__Records for the task__:
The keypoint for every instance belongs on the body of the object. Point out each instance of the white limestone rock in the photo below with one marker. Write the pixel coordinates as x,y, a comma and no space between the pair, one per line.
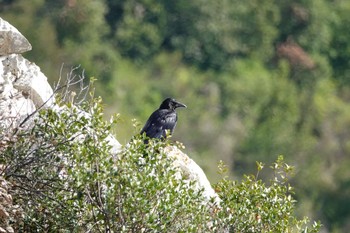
11,40
191,171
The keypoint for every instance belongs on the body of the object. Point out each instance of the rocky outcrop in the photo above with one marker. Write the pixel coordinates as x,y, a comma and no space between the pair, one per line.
23,90
23,87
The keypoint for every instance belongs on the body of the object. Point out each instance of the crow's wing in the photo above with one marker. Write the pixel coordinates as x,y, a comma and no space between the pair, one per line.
160,121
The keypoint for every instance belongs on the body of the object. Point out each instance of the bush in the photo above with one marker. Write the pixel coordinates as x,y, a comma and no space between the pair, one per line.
66,179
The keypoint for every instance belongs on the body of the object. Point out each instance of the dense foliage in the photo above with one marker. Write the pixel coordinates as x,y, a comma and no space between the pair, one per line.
259,77
66,179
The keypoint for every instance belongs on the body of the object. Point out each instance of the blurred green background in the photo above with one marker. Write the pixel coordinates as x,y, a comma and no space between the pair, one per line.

__Given instruction__:
Starting at the line that contains "of the bush" and running through the end of the data, write those lines out again with "marker" changed to "dot" and nothing else altered.

__Solution below__:
The keypoint for every instance belongs on the body of the object. Point out each instance of the bush in the photo above with one dot. Write the pixel coordinates as x,y, a comma and no space between the pair, one per line.
66,179
The keypoint for every instance belongs on the body of the object. Point out each instance of the dense foliage in the photo above with one dot. Write the pixel coordinates as x,y, a comma and no space between the pair, one per line.
259,77
66,179
The keypoint for every instance belongs on the body of the object. Point out each instance of the blurred green background in the photo above with one dot. Write the pixel coordinates as x,y, a comma and no space between the pair, one per line.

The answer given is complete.